* **Exercise**
Would you return the entries below word for word?

* **Exercise data**

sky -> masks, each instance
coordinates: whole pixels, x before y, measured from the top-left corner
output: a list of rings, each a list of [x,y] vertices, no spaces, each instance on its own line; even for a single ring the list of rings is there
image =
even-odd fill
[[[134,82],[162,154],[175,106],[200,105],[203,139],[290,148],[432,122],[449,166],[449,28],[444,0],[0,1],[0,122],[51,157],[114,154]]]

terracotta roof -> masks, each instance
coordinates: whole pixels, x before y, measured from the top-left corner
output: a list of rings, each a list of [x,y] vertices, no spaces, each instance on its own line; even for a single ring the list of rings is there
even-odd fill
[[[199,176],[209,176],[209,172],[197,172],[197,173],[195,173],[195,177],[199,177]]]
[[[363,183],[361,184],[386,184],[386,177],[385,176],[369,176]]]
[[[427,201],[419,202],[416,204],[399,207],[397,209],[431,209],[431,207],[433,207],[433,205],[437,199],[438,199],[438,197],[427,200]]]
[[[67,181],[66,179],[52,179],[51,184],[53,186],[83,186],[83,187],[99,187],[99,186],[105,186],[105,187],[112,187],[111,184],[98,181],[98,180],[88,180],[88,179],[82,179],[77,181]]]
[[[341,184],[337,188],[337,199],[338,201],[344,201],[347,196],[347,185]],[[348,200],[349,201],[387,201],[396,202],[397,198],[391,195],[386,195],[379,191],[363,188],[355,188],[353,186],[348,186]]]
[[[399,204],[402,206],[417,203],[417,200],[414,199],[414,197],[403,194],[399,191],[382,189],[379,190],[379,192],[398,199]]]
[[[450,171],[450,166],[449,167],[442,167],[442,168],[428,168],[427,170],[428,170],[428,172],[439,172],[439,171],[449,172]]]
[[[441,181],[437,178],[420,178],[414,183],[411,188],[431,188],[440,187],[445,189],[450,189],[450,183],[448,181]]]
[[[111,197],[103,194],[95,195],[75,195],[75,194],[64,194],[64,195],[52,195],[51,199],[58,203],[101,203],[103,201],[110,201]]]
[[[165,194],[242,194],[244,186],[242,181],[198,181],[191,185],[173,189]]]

* **Finished task**
sky -> masks, each instance
coordinates: whole pixels, x before y, measured from the top-left corner
output: a list of rings, each a list of [x,y] vertices, no spaces, each instance on its own line; even for a single ring the list of rings is there
image =
even-odd fill
[[[134,82],[162,154],[175,106],[200,105],[203,139],[290,148],[432,122],[449,166],[449,28],[444,0],[0,1],[0,122],[51,157],[114,154]]]

terracotta roof -> masks, each instance
coordinates: whole pixels, x before y, measured from the top-left corner
output: a list of rings, each a list of [x,y] vertices, no spaces, each instance on its own line; even for a single ring the list of rings is there
even-odd fill
[[[199,176],[209,176],[209,172],[197,172],[197,173],[195,173],[195,177],[199,177]]]
[[[363,183],[361,184],[386,184],[386,177],[385,176],[369,176]]]
[[[427,201],[419,202],[416,204],[399,207],[397,209],[431,209],[431,207],[433,207],[433,205],[437,199],[438,199],[438,197],[427,200]]]
[[[67,181],[66,179],[52,179],[51,184],[53,186],[83,186],[83,187],[99,187],[99,186],[105,186],[105,187],[112,187],[111,184],[98,181],[98,180],[88,180],[88,179],[82,179],[77,181]]]
[[[341,184],[337,188],[337,199],[338,201],[344,201],[347,196],[347,185]],[[348,200],[349,201],[387,201],[396,202],[397,198],[391,195],[386,195],[379,191],[363,188],[355,188],[353,186],[348,186]]]
[[[399,204],[402,206],[417,203],[417,200],[414,199],[414,197],[403,194],[399,191],[382,189],[379,190],[379,192],[398,199]]]
[[[450,171],[450,166],[449,167],[442,167],[442,168],[428,168],[427,170],[428,170],[428,172],[439,172],[439,171],[449,172]]]
[[[441,181],[437,178],[420,178],[414,183],[411,188],[431,188],[440,187],[445,189],[450,189],[450,183],[448,181]]]
[[[111,197],[103,194],[95,195],[75,195],[75,194],[64,194],[64,195],[52,195],[51,199],[58,203],[101,203],[103,201],[110,201]]]
[[[165,194],[242,194],[244,186],[242,181],[198,181],[191,185],[173,189]]]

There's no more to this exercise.